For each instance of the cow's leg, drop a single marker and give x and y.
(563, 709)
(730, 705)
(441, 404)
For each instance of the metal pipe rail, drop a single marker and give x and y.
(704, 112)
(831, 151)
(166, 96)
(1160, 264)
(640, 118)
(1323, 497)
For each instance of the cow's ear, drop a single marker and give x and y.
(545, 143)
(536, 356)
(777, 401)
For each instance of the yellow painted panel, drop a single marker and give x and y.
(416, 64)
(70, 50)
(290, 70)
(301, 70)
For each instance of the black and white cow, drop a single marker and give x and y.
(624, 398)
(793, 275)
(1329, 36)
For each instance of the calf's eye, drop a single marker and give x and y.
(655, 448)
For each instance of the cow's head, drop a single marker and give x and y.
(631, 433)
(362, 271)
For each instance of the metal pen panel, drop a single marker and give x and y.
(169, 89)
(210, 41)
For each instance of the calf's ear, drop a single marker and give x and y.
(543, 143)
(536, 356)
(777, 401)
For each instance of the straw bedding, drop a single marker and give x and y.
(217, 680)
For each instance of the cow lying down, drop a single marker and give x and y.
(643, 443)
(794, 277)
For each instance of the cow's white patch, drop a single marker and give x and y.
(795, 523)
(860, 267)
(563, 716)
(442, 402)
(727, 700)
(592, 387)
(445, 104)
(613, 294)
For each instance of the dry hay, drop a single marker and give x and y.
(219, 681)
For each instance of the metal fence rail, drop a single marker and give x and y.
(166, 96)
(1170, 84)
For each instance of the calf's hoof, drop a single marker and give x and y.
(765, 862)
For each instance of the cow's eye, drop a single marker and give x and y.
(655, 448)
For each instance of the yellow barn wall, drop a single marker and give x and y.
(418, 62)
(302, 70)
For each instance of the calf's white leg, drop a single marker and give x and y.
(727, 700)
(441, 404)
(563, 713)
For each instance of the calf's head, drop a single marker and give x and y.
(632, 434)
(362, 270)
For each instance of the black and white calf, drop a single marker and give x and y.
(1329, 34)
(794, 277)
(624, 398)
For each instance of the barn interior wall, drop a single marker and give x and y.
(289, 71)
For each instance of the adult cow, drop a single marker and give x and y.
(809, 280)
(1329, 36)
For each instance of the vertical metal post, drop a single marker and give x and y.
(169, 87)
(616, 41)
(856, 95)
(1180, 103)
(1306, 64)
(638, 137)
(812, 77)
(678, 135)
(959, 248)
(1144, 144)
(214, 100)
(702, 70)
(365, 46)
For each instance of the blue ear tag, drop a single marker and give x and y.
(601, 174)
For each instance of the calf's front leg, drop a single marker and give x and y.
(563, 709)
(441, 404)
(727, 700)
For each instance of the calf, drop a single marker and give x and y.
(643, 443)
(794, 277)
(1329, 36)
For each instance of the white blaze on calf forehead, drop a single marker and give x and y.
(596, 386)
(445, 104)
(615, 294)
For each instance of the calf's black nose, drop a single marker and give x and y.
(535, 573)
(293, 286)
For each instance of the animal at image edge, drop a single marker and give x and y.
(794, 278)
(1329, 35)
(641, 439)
********************
Your response should hold only an exact copy of the lines above, from the one containing "For each instance of the calf's hoof, drop" through the end of the entries.

For each instance of the calf's hoof, drop a single marker and give x and y.
(765, 862)
For each instance of the cow's eye, drop a single marker and give x and y.
(655, 448)
For each instance of the yellow barn wall, drop a single marker and give x and y.
(418, 62)
(302, 70)
For each instance of the calf's white leg, drop a single marker and give x and y.
(727, 700)
(441, 404)
(563, 713)
For each instance of the calf's head, drop a single marker and give x and y.
(632, 434)
(362, 270)
For each instance of the black and white calf, drop a single marker and give x and y.
(1329, 34)
(794, 277)
(624, 398)
For each instance of the barn interior wall, drop a single marker and give x and y.
(289, 71)
For each instance of the adult cow, drop a single marker and give x and y.
(809, 280)
(1329, 36)
For each instance of the vertical metal post, drop a single marker and give x and y.
(169, 87)
(616, 41)
(856, 95)
(1180, 103)
(1306, 64)
(638, 137)
(812, 77)
(678, 135)
(959, 248)
(1144, 144)
(214, 100)
(702, 70)
(365, 46)
For each instance of the blue ear tag, drop a single marker and give x and y.
(601, 174)
For each instance of the calf's front leg, drop a single marker and give x and y.
(563, 709)
(441, 404)
(727, 700)
For each instance of the calf, drop a single marker and give x and y.
(643, 443)
(794, 277)
(1329, 36)
For each instance of the white blaze on calf forehead, drop a single marker and give x and y.
(596, 386)
(445, 104)
(615, 294)
For each instance of the calf's black nose, drop a single marker and give x and y.
(535, 573)
(293, 286)
For each instance of the animal at image edge, drop a single marker and give x and y.
(794, 278)
(1329, 35)
(641, 439)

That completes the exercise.